• **Problem**: Can you quote each of the entries below word for word, omitting the pictures?
>> start Extracted material
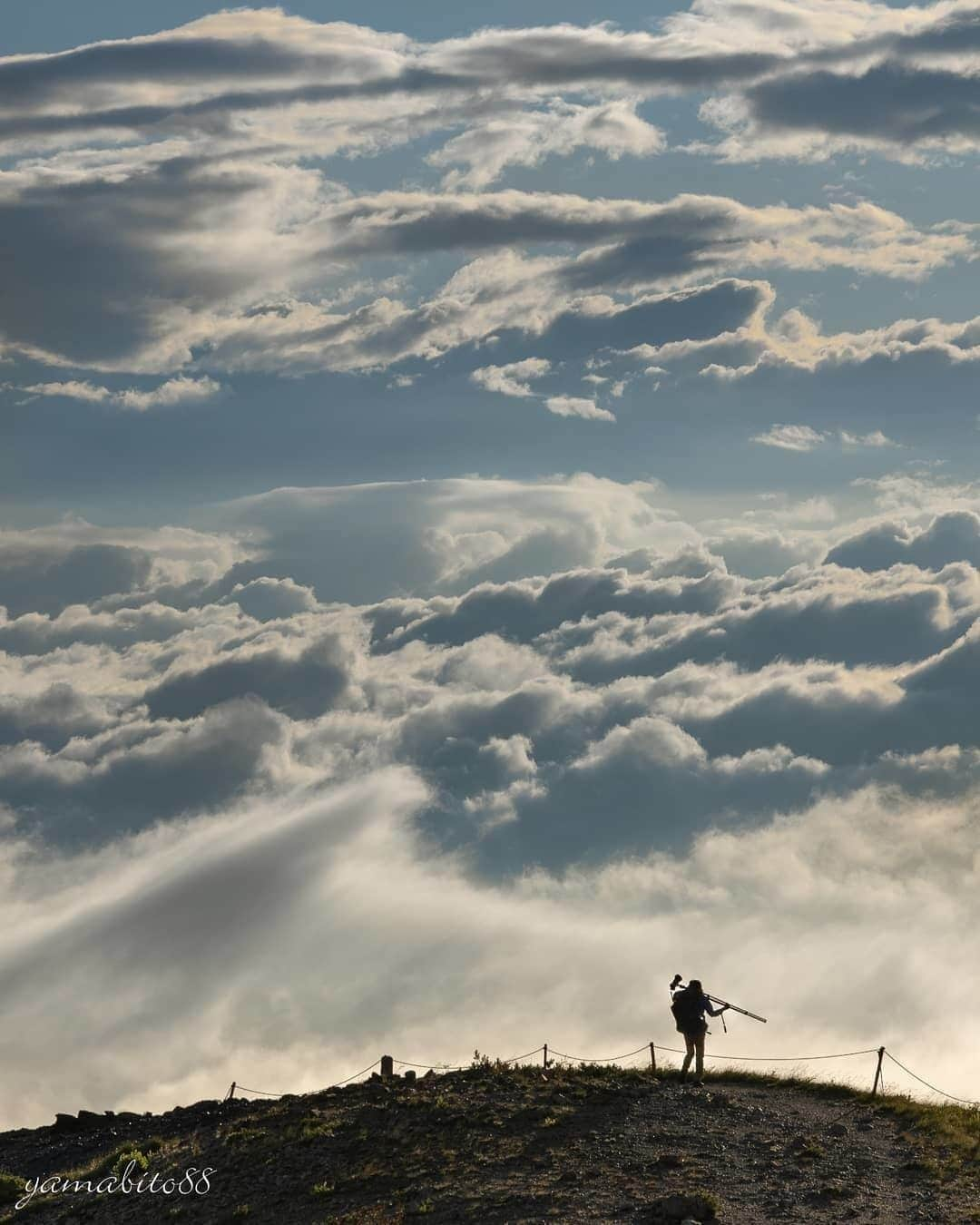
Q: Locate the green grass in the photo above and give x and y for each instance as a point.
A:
(11, 1189)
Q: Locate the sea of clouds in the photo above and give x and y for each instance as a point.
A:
(469, 763)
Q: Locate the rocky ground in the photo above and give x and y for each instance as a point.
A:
(495, 1144)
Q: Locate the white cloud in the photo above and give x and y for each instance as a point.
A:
(790, 437)
(577, 406)
(175, 391)
(512, 378)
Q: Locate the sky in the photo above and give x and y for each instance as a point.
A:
(487, 521)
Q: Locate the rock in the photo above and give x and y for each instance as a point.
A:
(676, 1210)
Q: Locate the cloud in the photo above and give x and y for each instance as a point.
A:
(790, 437)
(948, 538)
(361, 543)
(805, 437)
(636, 744)
(174, 391)
(577, 406)
(514, 378)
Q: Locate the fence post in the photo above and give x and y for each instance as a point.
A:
(877, 1072)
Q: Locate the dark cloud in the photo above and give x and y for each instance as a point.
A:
(142, 776)
(949, 538)
(522, 612)
(49, 580)
(303, 688)
(889, 102)
(52, 717)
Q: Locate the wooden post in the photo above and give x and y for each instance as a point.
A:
(877, 1072)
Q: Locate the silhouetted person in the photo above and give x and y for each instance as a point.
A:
(689, 1007)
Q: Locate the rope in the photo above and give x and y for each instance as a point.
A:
(336, 1084)
(446, 1067)
(963, 1102)
(640, 1050)
(516, 1059)
(773, 1059)
(610, 1059)
(354, 1077)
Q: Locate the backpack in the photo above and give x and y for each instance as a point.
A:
(688, 1011)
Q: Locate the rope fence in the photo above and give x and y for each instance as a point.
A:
(387, 1064)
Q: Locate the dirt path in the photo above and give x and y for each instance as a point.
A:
(499, 1147)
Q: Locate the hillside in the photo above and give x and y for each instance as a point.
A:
(512, 1144)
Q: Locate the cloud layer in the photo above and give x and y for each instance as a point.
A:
(244, 748)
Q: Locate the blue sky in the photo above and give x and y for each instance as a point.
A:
(516, 476)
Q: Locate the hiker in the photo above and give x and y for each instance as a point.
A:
(689, 1007)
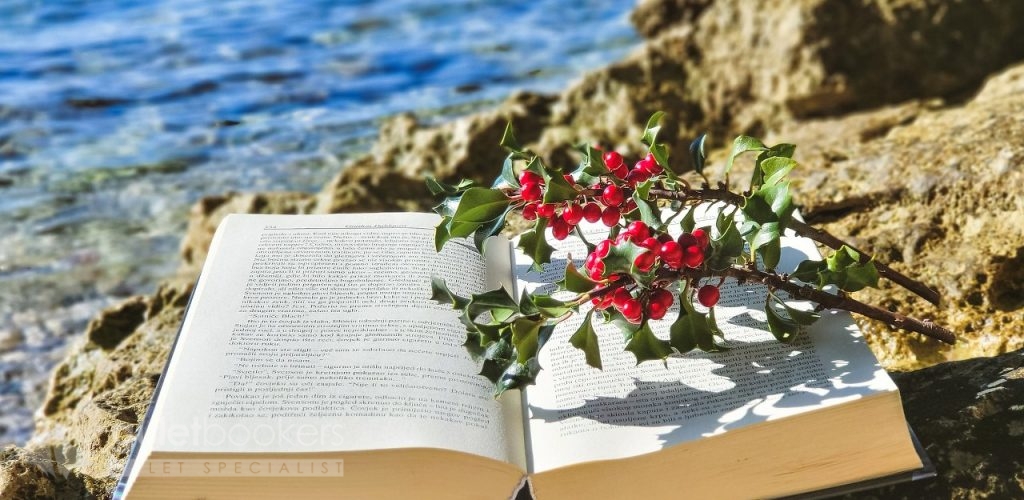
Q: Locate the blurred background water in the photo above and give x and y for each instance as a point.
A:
(117, 115)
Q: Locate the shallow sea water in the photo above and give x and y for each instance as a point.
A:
(116, 116)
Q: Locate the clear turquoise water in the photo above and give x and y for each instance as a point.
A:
(116, 116)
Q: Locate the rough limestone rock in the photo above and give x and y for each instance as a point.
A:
(923, 174)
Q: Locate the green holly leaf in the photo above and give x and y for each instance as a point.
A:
(441, 294)
(697, 153)
(775, 169)
(646, 346)
(438, 188)
(783, 329)
(648, 210)
(621, 258)
(585, 339)
(691, 329)
(479, 206)
(488, 230)
(507, 177)
(498, 302)
(576, 282)
(777, 151)
(742, 144)
(535, 245)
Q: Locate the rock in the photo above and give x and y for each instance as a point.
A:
(970, 419)
(113, 325)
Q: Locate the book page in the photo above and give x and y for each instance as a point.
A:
(317, 333)
(579, 413)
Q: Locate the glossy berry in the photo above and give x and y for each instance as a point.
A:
(645, 261)
(529, 211)
(639, 231)
(708, 295)
(609, 216)
(662, 296)
(596, 272)
(531, 192)
(672, 254)
(529, 177)
(572, 214)
(701, 238)
(546, 210)
(692, 256)
(632, 310)
(592, 212)
(612, 196)
(612, 160)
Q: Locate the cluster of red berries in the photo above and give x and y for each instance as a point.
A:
(564, 216)
(688, 250)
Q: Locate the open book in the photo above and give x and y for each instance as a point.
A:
(312, 363)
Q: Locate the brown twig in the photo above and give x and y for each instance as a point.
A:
(804, 230)
(808, 292)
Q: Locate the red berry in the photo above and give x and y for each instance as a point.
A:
(612, 160)
(546, 210)
(632, 309)
(612, 196)
(692, 256)
(529, 211)
(656, 310)
(701, 238)
(662, 296)
(672, 254)
(708, 295)
(559, 228)
(609, 216)
(639, 231)
(531, 192)
(572, 214)
(645, 261)
(651, 243)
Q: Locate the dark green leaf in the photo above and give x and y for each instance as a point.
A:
(440, 293)
(508, 177)
(574, 281)
(480, 205)
(536, 246)
(646, 346)
(648, 210)
(697, 153)
(783, 329)
(742, 144)
(585, 339)
(524, 337)
(488, 230)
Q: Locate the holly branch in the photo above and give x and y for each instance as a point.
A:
(637, 274)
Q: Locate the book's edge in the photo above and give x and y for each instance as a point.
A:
(120, 489)
(926, 471)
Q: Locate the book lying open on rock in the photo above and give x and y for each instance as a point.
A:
(312, 363)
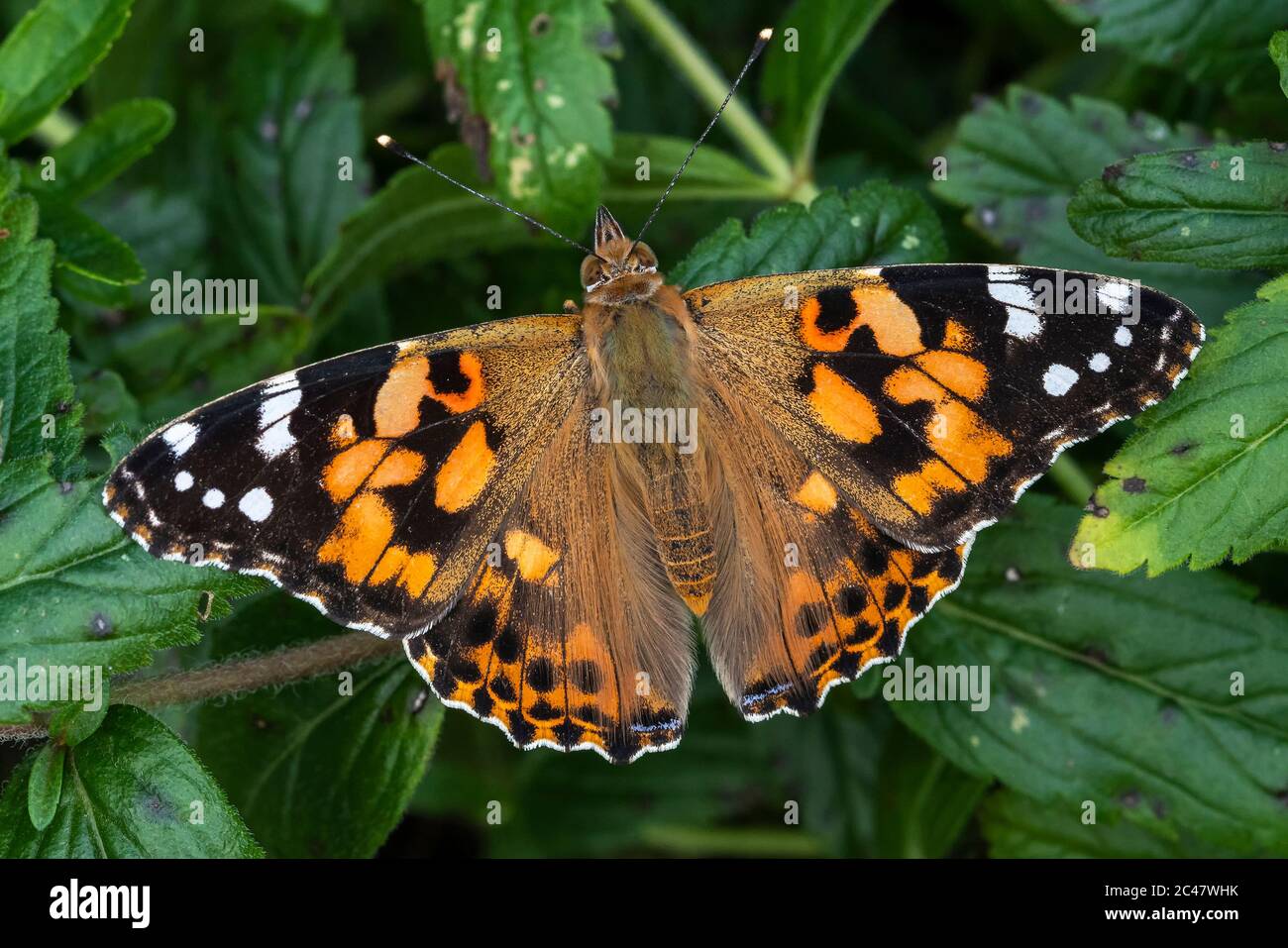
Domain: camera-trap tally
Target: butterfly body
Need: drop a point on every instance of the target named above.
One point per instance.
(539, 506)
>> end Extracted material
• **Complete output**:
Q: Locate the green grass in the photo above and give x and y for each instance as a point.
A:
(11, 1189)
Q: Locate the sea of clouds in the photo above and give x and y for each instance as a point.
A:
(469, 763)
Q: Locate the rocky ground in the photo above and give x and y for each instance as a point.
A:
(495, 1144)
Q: Locate the white cloud in the photo above and give x and y for each instance as a point.
A:
(790, 437)
(577, 406)
(175, 391)
(512, 378)
Q: Locate the sky in the photo above and give x and y for each instance as a point.
A:
(487, 521)
Q: Locate the rock in the photo above and give x and y for each instance as a point.
A:
(676, 1210)
Q: Locate the cloud in the photo above and give x and y for each instance as a point.
A:
(790, 437)
(948, 538)
(361, 543)
(805, 437)
(636, 744)
(174, 391)
(577, 406)
(514, 378)
Q: Locate the fence post in the photo above and give x and y for each instance as a point.
A:
(877, 1072)
Q: Locate the dark cloud in the photo above and give x and y for each instance as a point.
A:
(142, 776)
(949, 538)
(522, 612)
(49, 580)
(303, 688)
(889, 102)
(52, 717)
Q: Locate the wooden post in the photo above and give x and y for each instance as a point.
A:
(877, 1072)
Q: Locate the silhouetted person in the photo above and give x and y for each instance as a point.
A:
(689, 1007)
Q: Locate the rope in the photo above and give x and y for each instance as a point.
A:
(336, 1084)
(446, 1067)
(963, 1102)
(640, 1050)
(516, 1059)
(773, 1059)
(610, 1059)
(354, 1077)
Q: Locate the backpack in the photo above and give x and y for each instance as a point.
A:
(688, 1011)
Q: Locate the rope fence in the photo above and give x and y for each instance as a point.
A:
(387, 1064)
Q: Locate the dirt path in the photo above and give x and y for each instance as a point.
A:
(499, 1147)
Q: Locate the hillside in the photo above and give x and y for each instance as a point.
A:
(512, 1144)
Q: Locate the cloud layer in the photo above and give x and y for each instance as a point.
A:
(244, 748)
Q: Locate the blue sky in the photo above and give x and y for each instance as a point.
A:
(516, 476)
Q: Locate the hiker in the photo above and give x and y for each instance as a point.
A:
(689, 1007)
Q: Locate the blurred background water in the photo above and give x and y for each instance as a point.
A:
(117, 115)
Q: Locate the shallow sea water in the photo above and give x and y for each instance as a point.
A:
(116, 116)
Q: Locate the clear turquoise water in the photo above and give x and y for each instance as a point.
A:
(116, 116)
Q: Locate the rough limestone rock in the photo above and give x and y for each instance as a point.
A:
(923, 174)
Q: Locate the green holly leaf in the photo above and give x and y for each instance as a point.
A:
(441, 294)
(697, 153)
(775, 169)
(646, 346)
(438, 188)
(783, 329)
(648, 210)
(621, 258)
(585, 339)
(691, 329)
(479, 206)
(488, 230)
(507, 177)
(498, 302)
(576, 282)
(777, 151)
(742, 144)
(535, 245)
Q: Locate the rock in the photo above and give x and y for each instance as a point.
A:
(970, 419)
(113, 325)
Q: Locate the book page in the photo above and give x and y for each instance as a point.
A:
(317, 333)
(579, 413)
Q: Locate the glossy berry in the photo above and give x and y for each instance as a point.
A:
(645, 261)
(529, 211)
(639, 231)
(708, 295)
(609, 216)
(662, 296)
(596, 272)
(531, 192)
(672, 254)
(529, 177)
(572, 214)
(701, 238)
(546, 210)
(692, 256)
(632, 310)
(592, 212)
(612, 196)
(612, 160)
Q: Locate the cluster of red berries in the photo above and give x and y for each instance as a point.
A:
(564, 216)
(688, 250)
Q: Locate the open book in the photo above and give x and y for each instance as a point.
A:
(312, 363)
Q: Locate the brown twig in the photo above and give x and y for each instance as a point.
A:
(804, 230)
(808, 292)
Q: Locate the red berry in the photo above and give x and y for each instance as a point.
A:
(612, 160)
(546, 210)
(632, 309)
(612, 196)
(692, 256)
(529, 211)
(656, 310)
(701, 238)
(662, 296)
(672, 254)
(708, 295)
(559, 228)
(609, 216)
(639, 231)
(531, 192)
(572, 214)
(645, 261)
(651, 243)
Q: Locate the dark green leaf in the photo above and give x and y for each instance as a point.
A:
(440, 293)
(508, 177)
(574, 281)
(480, 205)
(536, 246)
(646, 346)
(648, 210)
(697, 153)
(783, 329)
(742, 144)
(585, 339)
(524, 337)
(488, 230)
Q: Locate the holly branch in the photo above and give x and y for each instance as a point.
A:
(637, 274)
Q: Locate the book's edge in the photo above and give x and y for each instance as a point.
A:
(120, 489)
(926, 471)
Q: Locate the book lying open on rock in the photo above and give x and y for each instance as a point.
A:
(312, 363)
Domain: camera-trap tally
Target: butterfly body
Need: drop a point on every instance of the target named above.
One point per instance.
(539, 506)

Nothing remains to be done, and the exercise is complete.